* 할 일 *
[a] 본문에서 "테이터셋 재파티션하여 데이터가" 부분으로 시작해 "있는 n행을 리턴한다." 부분까지 이어지는 내용을 한 글자도 바꾸지 말고 그대로 옮겨 적으세요.
[b] 본문을 읽고 다음 물음에 답하세요.
(i) .repartition(4)를 적용한 뒤 len(rdd1.glom().collect())의 결과는 무엇입니까?
(ii) .take() 함수는 하나의 파티션에서 무엇을 리턴합니까?
(iii) .takeSample()의 세 번째 인자는 무엇을 뜻합니까?

---------- 본문

Original dataset: 2631171, sample: 263231


## .leftOuterJoin()
왼쪽을 기준으로 두개의 데이터셋을 합침

In [27]:
rdd1 = sc.parallelize([('a', 1), ('b', 4), ('c', 10)])
rdd2 = sc.parallelize([('a', 4), ('a', 1), ('b', '6'), ('d', 15)])

In [28]:
rdd3 = rdd1.leftOuterJoin(rdd2)
rdd3.take(5)

[('b', (4, '6')), ('c', (10, None)), ('a', (1, 4)), ('a', (1, 1))]

In [29]:
rdd4 = rdd1.join(rdd2)
rdd4.collect()

[('b', (4, '6')), ('a', (1, 4)), ('a', (1, 1))]

In [30]:
rdd5 = rdd1.intersection(rdd2)
rdd5.collect()

[('a', 1)]

## .repartition()
테이터셋 재파티션하여 데이터가 나눠지는 파티션의 갯구가 바뀜, 부하가 많이 가는 작업

In [31]:
rdd1 = rdd1.repartition(4)
len(rdd1.glom().collect())

4

# Actions
액션은 테이터셋에서 스케줄된 태스크를 실행한다.

## .take()
.map()함수처럼 .take()함수는 중요한 함수이다.
하나의 파티션에서 가장 위에 있는 n행을 리턴한다.

In [32]:
data_first = data_from_file_conv.take(1)
data_first

[array(['1', '  ', '2', '1', '01', 'M', '1', '087', ' ', '43', '23', '11',
        '  ', '4', 'M', '4', '2014', 'U', '7', 'C', 'N', ' ', ' ', 'I64 ',
        '238', '070', '   ', '24', '01', '11I64  ', '       ', '       ',
        '       ', '       ', '       ', '       ', '       ', '       ',
        '       ', '       ', '       ', '       ', '       ', '       ',
        '       ', '       ', '       ', '       ', '       ', '01',
        'I64  ', '     ', '     ', '     ', '     ', '     ', '     ',
        '     ', '     ', '     ', '     ', '     ', '     ', '     ',
        '     ', '     ', '     ', '     ', '     ', '     ', '01', ' ',
        ' ', '1', '1', '100', '6'], dtype='<U40')]

## .takeSample()
- 첫번째 : 중복 허용 여부
- 두번째 : 리턴되는 데이터 갯수
- 세번째 : 랜덤 시드 값

In [33]:
data_take_sample = data_from_file_conv.takeSample(False, 1, 55)

--------------------
---------- 저장된 기록

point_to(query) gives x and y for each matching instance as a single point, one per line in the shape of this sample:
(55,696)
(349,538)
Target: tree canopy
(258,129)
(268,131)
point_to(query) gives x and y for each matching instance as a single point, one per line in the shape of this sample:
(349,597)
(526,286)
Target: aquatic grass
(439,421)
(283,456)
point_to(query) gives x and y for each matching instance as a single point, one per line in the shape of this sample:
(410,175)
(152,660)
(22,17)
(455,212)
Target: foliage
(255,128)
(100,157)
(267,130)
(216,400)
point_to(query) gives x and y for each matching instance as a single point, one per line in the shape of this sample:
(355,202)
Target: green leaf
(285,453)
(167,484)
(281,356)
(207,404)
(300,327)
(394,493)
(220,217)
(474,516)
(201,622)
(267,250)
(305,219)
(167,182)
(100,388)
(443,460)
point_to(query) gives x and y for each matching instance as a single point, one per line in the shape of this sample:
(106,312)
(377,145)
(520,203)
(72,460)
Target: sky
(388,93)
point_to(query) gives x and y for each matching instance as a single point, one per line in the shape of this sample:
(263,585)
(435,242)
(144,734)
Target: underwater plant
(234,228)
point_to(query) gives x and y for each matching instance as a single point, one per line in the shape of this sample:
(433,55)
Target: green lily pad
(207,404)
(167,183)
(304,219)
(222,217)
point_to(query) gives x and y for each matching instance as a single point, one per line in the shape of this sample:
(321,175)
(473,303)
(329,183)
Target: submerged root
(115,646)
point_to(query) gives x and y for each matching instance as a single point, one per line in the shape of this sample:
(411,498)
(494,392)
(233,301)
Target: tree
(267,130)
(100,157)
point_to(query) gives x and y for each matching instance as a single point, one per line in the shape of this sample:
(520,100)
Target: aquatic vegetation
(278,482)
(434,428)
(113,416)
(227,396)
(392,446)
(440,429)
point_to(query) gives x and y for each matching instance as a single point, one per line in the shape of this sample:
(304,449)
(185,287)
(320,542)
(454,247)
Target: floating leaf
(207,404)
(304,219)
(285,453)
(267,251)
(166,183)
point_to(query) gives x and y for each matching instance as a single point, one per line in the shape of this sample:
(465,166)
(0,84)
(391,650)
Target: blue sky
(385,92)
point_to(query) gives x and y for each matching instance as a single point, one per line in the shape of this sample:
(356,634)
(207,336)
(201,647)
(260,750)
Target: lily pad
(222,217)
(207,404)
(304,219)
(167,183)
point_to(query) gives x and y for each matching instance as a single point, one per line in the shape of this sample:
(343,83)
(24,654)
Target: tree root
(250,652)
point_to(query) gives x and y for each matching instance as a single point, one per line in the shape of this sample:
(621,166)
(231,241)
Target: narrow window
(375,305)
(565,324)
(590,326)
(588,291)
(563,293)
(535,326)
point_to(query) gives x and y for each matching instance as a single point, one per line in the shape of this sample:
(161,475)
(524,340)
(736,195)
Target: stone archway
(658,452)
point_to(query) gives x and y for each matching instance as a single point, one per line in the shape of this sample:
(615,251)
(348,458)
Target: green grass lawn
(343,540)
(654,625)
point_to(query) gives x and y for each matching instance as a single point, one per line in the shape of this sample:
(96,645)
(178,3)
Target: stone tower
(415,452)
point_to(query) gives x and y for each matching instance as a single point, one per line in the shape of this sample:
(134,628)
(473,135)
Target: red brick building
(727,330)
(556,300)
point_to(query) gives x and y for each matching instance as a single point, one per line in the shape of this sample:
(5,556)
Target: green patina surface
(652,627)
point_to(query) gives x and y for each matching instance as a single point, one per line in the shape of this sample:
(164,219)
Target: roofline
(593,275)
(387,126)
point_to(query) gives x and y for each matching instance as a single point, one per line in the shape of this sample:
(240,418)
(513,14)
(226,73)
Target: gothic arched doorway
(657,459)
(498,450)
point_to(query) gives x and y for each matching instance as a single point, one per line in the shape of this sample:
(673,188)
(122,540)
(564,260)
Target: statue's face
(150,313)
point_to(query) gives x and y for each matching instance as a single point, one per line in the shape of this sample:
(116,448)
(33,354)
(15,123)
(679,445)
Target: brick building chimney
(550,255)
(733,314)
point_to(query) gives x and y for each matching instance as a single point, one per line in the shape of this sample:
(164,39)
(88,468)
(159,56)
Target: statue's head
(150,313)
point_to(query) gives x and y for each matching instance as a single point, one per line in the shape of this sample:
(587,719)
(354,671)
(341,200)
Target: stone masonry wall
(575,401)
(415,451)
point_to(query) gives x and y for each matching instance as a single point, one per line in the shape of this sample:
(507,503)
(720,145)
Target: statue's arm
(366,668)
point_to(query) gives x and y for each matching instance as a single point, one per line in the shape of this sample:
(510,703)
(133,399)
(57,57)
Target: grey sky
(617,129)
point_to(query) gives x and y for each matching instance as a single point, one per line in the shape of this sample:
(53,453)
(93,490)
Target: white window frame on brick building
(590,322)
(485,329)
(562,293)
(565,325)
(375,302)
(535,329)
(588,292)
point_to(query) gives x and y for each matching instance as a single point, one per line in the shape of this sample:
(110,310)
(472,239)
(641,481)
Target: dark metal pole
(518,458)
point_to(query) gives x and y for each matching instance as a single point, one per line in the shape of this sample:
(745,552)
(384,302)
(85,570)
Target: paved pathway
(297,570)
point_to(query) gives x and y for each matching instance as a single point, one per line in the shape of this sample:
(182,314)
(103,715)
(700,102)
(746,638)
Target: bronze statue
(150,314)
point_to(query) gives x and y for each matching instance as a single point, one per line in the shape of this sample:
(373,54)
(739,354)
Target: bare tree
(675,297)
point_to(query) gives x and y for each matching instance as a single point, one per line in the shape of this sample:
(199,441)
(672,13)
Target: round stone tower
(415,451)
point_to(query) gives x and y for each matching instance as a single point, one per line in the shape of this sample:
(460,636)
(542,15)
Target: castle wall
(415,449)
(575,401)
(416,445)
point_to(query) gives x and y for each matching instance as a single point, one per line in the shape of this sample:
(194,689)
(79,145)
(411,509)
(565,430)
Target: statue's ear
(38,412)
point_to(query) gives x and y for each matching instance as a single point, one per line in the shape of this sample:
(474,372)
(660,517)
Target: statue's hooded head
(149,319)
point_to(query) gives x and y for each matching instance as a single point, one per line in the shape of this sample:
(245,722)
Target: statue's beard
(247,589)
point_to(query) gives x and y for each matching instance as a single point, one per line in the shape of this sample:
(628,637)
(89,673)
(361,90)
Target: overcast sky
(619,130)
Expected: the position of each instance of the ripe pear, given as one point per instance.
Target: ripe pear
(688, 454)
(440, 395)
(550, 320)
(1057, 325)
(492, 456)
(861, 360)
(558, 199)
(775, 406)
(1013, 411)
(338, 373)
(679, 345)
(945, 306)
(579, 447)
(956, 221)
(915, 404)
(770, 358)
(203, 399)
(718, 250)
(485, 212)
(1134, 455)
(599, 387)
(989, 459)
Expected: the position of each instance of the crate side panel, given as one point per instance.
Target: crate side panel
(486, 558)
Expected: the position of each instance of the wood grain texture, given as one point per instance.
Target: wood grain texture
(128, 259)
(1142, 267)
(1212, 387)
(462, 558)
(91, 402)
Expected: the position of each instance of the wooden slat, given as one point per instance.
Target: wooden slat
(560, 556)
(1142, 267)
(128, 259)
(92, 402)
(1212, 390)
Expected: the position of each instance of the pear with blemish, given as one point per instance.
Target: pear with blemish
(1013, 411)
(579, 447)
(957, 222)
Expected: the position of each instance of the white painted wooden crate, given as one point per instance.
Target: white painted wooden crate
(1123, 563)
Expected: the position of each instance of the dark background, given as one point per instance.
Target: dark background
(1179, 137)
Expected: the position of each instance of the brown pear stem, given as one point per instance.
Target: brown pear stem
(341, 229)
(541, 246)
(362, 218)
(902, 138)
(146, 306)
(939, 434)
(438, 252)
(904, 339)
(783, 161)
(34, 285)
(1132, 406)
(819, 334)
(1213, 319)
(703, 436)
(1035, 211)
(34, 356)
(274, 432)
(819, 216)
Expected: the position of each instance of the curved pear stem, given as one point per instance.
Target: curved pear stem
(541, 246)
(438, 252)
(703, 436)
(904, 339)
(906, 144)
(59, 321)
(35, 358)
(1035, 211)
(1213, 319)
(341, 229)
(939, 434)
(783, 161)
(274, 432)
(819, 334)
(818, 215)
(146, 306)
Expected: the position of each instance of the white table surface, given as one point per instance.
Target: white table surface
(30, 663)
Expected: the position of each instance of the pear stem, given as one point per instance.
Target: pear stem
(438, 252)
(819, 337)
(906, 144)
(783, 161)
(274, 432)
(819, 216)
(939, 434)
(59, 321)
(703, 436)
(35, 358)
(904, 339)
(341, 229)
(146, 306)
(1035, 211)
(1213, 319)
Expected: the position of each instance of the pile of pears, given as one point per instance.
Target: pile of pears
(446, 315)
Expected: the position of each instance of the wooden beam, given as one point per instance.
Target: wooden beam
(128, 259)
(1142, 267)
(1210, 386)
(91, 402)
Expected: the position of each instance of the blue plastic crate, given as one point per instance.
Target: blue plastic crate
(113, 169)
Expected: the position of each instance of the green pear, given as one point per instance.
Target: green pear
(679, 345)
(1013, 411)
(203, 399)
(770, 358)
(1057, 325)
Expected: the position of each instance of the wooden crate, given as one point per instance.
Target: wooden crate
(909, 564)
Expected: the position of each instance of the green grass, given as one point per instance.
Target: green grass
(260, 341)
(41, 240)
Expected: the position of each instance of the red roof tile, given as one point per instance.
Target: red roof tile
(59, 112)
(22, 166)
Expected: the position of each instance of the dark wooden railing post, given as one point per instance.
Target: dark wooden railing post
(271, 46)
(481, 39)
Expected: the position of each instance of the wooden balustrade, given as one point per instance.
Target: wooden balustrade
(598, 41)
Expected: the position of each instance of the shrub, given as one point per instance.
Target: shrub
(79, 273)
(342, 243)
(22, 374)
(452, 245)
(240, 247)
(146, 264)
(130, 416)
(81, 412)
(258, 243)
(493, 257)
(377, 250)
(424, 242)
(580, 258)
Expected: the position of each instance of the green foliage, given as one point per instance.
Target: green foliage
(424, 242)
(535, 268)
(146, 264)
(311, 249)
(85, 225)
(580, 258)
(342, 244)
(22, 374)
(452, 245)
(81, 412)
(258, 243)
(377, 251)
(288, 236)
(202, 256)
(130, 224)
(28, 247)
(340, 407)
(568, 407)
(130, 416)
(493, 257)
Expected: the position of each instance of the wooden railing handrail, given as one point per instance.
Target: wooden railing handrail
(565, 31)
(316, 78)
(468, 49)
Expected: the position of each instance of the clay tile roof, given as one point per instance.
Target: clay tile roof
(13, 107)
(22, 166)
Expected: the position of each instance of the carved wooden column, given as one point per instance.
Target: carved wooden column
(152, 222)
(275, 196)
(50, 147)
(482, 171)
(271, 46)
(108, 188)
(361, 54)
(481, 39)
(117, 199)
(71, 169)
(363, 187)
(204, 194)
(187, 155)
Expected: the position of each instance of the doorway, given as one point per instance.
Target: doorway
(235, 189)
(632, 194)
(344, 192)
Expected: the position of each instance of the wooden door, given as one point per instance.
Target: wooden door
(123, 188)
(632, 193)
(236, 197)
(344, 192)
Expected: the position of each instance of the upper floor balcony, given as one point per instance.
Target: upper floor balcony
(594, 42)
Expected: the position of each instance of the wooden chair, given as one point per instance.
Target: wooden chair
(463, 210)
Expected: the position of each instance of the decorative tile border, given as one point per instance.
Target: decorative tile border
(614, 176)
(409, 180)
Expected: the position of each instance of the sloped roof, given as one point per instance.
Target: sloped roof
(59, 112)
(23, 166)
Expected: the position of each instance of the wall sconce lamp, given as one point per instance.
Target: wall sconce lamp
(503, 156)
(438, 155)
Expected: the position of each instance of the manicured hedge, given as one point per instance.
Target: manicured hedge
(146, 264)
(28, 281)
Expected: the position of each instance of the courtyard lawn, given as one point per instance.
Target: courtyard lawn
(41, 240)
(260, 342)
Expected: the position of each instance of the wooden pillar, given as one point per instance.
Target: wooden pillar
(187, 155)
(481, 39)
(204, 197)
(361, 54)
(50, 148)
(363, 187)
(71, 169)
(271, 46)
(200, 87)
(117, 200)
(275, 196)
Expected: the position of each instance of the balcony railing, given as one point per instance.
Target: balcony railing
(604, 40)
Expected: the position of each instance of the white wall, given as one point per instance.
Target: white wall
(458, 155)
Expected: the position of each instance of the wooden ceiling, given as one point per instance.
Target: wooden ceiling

--------------------

* 정답 목록 *
[a]
테이터셋 재파티션하여 데이터가 나눠지는 파티션의 갯구가 바뀜, 부하가 많이 가는 작업

In [31]:
rdd1 = rdd1.repartition(4)
len(rdd1.glom().collect())

4

# Actions
액션은 테이터셋에서 스케줄된 태스크를 실행한다.

## .take()
.map()함수처럼 .take()함수는 중요한 함수이다.
하나의 파티션에서 가장 위에 있는 n행을 리턴한다.

[b]
(i) 4
(ii) 가장 위에 있는 n행
(iii) 랜덤 시드 값